### Excerpt provided
Some people like having lots of noise/people around them (all the noise blends
together at some point) or they just put headphones on anyway so they don't
care. Others want their own office, or could do a shared office. It's such a
personal choice these days.

------
Newtopian
> Can you make a build in one step?
    
    
      vs
    

> Are all builds handled automatically by a Continuous Integration server?

Are two very different indicators. And both are, least in my mind, equally
important. One measure the holistic approach to source code including
everything necessary to produce a functional system. Checkout, build, use.

The other is a measure of how much care is given to the overall process of
software engineering. How much automation the tests receive, how much
attention is given to deployment etc.

Software construction must be tied intimately with the software code itself
for thousands of good reasons. Too many times have I seen a team jump onto the
CI bandwagon; abandoning all notions of build scripts to let this new shiny
thing perform it's magical incantations to build and package the system. A
checkout alone is no longer sufficient to gain a fully functional system one
can test locally, the CI becomes in an integral part of the software code but
without the process the rest of the code receives (reviews, versioning, source
control etc).

With the multiplication of commercial tools flaunting how easy it is to
automate all this that one does not even need a programmer anymore, I fear
software construction will become harder and harder to do without the help of
these external systems.

### Dataset rows
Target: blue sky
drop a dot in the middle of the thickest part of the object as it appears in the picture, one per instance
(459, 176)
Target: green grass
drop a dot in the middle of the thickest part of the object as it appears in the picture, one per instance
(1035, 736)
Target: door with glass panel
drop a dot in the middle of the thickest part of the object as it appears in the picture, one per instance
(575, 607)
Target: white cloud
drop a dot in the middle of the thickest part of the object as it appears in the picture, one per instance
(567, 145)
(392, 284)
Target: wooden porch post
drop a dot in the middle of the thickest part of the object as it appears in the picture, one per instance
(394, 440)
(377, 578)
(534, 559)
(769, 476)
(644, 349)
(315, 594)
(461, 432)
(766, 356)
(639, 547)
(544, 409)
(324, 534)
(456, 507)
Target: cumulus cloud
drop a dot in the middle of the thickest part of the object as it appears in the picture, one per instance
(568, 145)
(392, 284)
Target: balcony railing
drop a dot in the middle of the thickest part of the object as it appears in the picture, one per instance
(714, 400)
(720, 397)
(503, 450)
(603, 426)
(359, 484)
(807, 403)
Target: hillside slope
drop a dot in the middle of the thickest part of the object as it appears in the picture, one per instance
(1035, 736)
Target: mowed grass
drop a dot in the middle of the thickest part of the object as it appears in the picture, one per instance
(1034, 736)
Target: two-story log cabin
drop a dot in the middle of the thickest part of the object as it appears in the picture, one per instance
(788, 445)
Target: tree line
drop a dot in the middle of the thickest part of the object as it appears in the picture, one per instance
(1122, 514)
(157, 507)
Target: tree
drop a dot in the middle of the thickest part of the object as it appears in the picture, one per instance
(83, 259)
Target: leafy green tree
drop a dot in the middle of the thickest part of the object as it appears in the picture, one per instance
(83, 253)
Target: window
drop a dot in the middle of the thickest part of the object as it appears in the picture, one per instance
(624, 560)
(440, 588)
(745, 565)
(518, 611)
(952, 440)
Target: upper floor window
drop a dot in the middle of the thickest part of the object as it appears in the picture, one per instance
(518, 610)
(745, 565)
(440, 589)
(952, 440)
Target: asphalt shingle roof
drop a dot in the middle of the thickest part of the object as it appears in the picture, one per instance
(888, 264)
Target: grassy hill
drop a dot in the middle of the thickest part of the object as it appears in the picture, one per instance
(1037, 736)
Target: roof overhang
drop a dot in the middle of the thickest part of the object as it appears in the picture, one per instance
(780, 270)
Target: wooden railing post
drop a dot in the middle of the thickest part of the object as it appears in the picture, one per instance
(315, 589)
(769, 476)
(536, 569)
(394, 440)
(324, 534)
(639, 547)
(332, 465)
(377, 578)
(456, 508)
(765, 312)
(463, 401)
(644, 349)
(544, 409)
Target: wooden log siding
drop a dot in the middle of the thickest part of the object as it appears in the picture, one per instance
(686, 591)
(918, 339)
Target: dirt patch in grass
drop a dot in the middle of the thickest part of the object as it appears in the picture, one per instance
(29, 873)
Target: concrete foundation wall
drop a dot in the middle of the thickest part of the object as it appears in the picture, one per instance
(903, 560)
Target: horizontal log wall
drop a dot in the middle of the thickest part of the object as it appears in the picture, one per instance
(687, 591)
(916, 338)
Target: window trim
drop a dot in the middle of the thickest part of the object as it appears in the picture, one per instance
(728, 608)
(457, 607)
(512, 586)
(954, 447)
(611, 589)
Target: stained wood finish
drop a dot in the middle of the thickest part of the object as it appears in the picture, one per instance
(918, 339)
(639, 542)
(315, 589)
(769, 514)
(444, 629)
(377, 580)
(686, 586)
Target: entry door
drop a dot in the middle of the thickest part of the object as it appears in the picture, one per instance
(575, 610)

### Directions for this task
Edit the forum excerpt, starting with "Are two very" and going on through "to deployment etc.", and put "metrics" wherever "indicators" appears.

### Solution
Are two very different metrics. And both are, least in my mind, equally
important. One measure the holistic approach to source code including
everything necessary to produce a functional system. Checkout, build, use.

The other is a measure of how much care is given to the overall process of
software engineering. How much automation the tests receive, how much
attention is given to deployment etc.